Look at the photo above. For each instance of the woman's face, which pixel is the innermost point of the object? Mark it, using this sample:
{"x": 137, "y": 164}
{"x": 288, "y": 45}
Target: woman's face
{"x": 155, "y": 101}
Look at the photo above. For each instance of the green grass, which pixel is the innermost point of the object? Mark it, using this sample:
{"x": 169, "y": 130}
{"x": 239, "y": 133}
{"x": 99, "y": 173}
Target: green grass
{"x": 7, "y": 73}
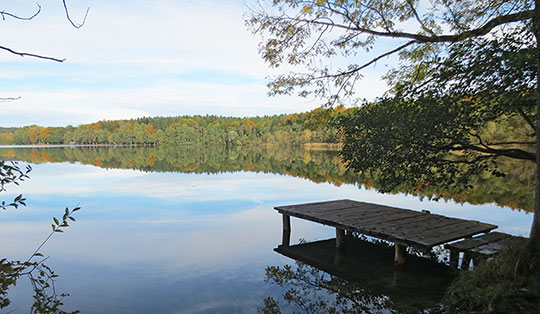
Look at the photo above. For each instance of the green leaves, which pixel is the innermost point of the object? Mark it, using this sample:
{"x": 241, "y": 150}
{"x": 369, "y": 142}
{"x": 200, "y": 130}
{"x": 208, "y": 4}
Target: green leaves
{"x": 59, "y": 224}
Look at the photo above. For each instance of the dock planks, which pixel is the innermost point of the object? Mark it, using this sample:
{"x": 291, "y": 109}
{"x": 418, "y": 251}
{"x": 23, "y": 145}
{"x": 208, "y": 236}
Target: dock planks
{"x": 404, "y": 227}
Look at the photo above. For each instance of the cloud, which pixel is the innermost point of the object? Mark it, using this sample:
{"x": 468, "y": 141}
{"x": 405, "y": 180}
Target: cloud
{"x": 148, "y": 58}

--------------------------------------------------

Transcribe each entry precisely as given, leaving the pictures out.

Look at the photo above. For each instance of the woman's face, which pixel is the innermost point of the object? Mark it, using this sample:
{"x": 137, "y": 164}
{"x": 288, "y": 45}
Target: woman's face
{"x": 155, "y": 101}
Look at the photo above. For each instance of the green grass, which pixel is the innermost point of the object? Mark it, using this sample:
{"x": 169, "y": 130}
{"x": 239, "y": 133}
{"x": 99, "y": 173}
Target: green grass
{"x": 7, "y": 73}
Look at the photo above. For each instance of the green leaves, which pixel is the innermost point of the object? Mark it, using this sample:
{"x": 241, "y": 150}
{"x": 369, "y": 142}
{"x": 200, "y": 130}
{"x": 208, "y": 4}
Target: green leaves
{"x": 59, "y": 224}
Look at the photo above. For each instance of the dock planks, which pixel is the innermost point of the object? Mark it, using this sample:
{"x": 291, "y": 109}
{"x": 418, "y": 251}
{"x": 23, "y": 145}
{"x": 208, "y": 236}
Target: dock planks
{"x": 404, "y": 227}
Look at the photo above. For each instance of the cloud, which pixel is the innermost point of the object? Mark it, using this sample:
{"x": 468, "y": 141}
{"x": 405, "y": 180}
Target: cloud
{"x": 148, "y": 58}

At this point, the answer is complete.